* Task details:
It is required that the lines from the top of the listing through the line with "sand dune, formatted" be reproduced exactly, excluding pictures.

* Information shown:
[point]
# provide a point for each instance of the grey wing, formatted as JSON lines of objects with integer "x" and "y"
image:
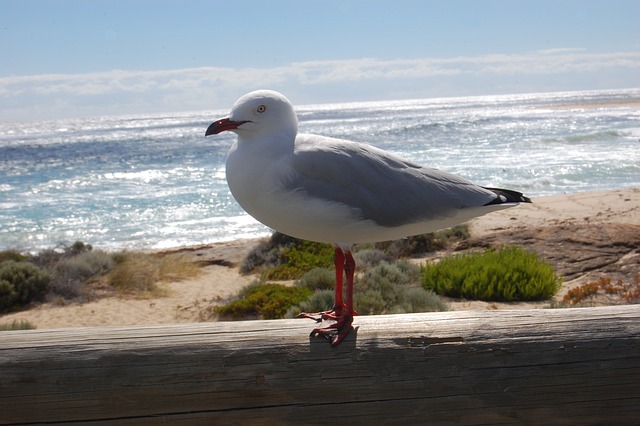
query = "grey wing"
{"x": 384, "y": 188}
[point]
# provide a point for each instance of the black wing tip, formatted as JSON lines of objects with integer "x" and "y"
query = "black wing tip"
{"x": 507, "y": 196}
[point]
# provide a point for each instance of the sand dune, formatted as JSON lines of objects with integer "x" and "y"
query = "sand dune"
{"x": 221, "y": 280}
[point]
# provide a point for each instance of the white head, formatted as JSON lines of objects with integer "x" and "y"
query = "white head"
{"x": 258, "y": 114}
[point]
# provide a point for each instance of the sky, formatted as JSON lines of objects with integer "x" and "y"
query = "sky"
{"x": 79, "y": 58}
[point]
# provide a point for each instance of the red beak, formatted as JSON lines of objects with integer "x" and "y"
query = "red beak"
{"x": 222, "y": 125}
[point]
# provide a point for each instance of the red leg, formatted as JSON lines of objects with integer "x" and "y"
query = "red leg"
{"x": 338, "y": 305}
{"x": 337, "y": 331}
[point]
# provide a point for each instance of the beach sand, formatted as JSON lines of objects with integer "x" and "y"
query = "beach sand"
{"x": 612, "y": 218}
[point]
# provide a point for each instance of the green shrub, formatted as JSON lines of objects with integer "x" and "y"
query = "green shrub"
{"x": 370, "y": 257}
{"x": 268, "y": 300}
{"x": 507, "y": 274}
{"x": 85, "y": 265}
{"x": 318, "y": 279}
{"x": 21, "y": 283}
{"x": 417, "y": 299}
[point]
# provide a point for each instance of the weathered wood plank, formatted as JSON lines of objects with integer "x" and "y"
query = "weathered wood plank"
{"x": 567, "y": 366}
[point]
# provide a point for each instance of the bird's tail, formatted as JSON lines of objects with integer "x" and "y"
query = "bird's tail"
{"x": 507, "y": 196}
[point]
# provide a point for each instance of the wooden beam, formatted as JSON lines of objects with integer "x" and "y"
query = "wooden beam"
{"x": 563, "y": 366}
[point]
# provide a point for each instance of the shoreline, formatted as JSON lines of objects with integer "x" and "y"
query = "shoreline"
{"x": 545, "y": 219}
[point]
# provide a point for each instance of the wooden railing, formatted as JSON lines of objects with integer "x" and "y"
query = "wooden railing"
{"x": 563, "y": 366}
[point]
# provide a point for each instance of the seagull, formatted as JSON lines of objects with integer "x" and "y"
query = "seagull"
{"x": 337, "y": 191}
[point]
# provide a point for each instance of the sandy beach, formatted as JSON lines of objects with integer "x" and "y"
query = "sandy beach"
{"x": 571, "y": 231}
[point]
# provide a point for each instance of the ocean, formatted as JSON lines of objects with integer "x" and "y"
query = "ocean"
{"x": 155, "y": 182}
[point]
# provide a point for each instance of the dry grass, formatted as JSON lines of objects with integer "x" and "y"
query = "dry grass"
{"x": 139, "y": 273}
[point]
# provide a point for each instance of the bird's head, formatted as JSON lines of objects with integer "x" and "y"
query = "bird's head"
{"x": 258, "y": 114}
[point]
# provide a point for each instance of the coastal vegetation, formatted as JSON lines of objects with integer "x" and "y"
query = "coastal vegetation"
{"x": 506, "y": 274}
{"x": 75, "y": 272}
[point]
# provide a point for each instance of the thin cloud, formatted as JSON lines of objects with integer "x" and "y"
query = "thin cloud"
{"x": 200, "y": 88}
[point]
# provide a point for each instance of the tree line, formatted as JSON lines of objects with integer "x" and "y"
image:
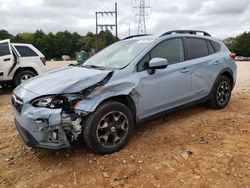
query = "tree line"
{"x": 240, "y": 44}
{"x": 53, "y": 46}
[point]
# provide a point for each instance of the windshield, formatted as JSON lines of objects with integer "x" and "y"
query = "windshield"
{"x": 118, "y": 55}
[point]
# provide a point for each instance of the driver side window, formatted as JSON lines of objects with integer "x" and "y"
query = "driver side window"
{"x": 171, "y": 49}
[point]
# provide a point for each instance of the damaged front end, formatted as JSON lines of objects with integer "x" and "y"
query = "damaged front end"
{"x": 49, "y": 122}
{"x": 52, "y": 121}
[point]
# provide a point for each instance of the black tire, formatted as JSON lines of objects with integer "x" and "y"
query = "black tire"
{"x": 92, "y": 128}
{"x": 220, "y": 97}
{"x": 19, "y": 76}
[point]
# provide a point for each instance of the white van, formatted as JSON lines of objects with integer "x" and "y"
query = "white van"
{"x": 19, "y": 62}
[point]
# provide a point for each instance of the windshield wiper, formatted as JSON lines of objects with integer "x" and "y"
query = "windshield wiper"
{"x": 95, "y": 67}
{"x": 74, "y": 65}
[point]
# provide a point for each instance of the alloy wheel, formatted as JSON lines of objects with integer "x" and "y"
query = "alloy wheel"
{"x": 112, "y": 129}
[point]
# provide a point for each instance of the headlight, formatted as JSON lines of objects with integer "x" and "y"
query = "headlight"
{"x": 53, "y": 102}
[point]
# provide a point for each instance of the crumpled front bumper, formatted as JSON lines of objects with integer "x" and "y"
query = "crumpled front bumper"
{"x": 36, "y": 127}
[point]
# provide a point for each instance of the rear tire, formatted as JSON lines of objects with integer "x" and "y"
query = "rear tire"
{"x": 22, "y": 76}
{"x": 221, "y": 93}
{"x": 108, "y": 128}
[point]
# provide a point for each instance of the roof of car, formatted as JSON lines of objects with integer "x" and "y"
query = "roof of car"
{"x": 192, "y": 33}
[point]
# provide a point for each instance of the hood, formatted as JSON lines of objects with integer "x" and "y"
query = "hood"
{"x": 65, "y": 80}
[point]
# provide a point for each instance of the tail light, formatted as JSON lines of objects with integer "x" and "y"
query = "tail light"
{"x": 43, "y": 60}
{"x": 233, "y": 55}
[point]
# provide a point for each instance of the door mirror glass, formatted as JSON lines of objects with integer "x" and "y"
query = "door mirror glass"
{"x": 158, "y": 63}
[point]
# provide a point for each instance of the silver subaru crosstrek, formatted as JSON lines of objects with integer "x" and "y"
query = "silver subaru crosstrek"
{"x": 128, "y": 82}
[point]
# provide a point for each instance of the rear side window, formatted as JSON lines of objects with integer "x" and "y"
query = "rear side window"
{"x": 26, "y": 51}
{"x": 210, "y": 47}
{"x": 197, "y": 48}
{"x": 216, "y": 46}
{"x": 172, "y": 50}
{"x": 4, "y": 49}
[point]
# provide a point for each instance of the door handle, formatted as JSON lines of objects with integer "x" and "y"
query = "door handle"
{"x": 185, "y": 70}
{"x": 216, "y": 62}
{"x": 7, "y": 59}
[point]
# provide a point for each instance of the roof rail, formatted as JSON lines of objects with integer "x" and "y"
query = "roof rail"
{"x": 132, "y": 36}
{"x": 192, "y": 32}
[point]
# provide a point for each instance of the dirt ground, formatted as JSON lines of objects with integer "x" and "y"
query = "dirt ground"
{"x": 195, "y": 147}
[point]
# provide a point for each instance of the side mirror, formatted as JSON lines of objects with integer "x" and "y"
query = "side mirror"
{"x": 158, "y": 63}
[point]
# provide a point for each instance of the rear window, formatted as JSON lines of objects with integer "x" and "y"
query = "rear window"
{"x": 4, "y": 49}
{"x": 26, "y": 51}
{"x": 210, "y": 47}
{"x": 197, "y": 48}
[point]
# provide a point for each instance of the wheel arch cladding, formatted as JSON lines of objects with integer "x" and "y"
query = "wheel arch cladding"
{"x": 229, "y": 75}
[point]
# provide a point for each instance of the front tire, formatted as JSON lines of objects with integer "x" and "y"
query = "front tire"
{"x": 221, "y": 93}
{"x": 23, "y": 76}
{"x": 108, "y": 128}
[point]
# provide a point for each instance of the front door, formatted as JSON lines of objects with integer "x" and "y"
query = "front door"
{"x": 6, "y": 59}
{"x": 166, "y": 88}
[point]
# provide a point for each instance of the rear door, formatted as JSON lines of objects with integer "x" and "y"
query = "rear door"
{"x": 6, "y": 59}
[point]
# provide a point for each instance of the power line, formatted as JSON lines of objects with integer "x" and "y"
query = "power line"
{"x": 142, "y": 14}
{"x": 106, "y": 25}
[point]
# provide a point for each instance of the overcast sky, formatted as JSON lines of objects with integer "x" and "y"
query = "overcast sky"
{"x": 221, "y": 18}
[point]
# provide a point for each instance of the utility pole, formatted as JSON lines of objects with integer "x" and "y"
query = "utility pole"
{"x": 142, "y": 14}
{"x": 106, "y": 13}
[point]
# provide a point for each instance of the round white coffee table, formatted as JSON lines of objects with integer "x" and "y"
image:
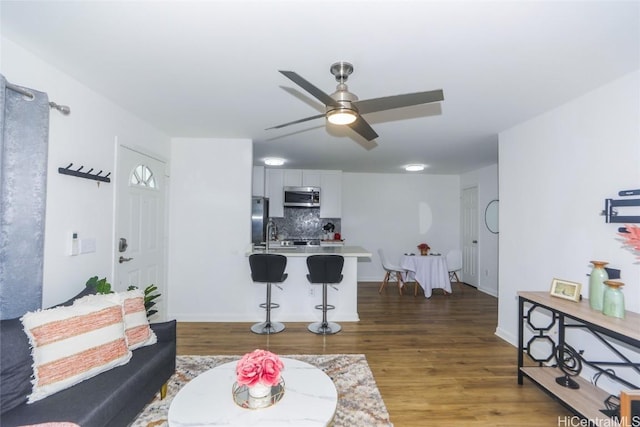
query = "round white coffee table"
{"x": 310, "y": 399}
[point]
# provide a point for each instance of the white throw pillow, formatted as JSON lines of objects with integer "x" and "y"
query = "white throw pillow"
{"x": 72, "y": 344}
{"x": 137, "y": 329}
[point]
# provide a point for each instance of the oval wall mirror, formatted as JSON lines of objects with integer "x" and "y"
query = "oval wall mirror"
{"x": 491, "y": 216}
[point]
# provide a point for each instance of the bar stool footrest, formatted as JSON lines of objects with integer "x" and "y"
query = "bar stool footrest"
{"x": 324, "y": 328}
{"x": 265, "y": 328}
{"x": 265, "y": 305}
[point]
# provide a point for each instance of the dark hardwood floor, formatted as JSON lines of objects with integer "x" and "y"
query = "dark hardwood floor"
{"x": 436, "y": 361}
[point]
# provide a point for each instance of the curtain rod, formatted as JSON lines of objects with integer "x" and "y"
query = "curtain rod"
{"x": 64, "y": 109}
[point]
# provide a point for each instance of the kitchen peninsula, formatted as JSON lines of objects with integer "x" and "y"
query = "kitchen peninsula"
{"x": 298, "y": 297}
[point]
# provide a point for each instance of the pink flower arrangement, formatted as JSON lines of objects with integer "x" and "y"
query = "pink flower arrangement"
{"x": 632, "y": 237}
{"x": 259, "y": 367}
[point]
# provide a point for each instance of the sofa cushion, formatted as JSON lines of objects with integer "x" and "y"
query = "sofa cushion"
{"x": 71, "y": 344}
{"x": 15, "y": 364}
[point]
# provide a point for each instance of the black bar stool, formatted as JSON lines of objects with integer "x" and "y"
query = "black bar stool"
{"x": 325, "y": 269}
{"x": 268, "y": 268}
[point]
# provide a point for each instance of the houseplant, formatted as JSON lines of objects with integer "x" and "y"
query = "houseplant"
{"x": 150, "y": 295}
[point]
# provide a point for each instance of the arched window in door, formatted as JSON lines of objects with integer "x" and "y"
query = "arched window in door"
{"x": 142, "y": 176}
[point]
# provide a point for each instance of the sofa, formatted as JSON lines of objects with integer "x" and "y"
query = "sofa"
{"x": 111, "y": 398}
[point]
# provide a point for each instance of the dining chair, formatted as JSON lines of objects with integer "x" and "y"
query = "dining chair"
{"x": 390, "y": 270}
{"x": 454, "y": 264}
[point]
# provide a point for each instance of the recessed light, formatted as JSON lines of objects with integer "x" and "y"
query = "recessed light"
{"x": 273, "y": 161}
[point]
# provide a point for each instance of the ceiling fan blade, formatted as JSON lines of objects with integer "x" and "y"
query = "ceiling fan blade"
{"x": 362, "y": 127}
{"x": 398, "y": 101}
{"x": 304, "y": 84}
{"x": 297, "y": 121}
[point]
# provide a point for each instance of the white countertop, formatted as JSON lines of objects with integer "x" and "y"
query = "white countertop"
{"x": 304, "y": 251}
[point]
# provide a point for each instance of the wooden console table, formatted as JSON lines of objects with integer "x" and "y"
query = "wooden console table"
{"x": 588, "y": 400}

* Answer box:
[point]
# provide a point for each instance of the grey wing, formatted as JSON lines of objects with integer "x" and "y"
image:
query = "grey wing"
{"x": 384, "y": 188}
[point]
# provide a point for each instance of the black wing tip, formatted as JSON lines of objects with integer "x" and "y"
query = "black wing tip"
{"x": 507, "y": 196}
[point]
# provide a point for each instance of the sand dune, formatted as JSON lines of objects with integer "x" and "y"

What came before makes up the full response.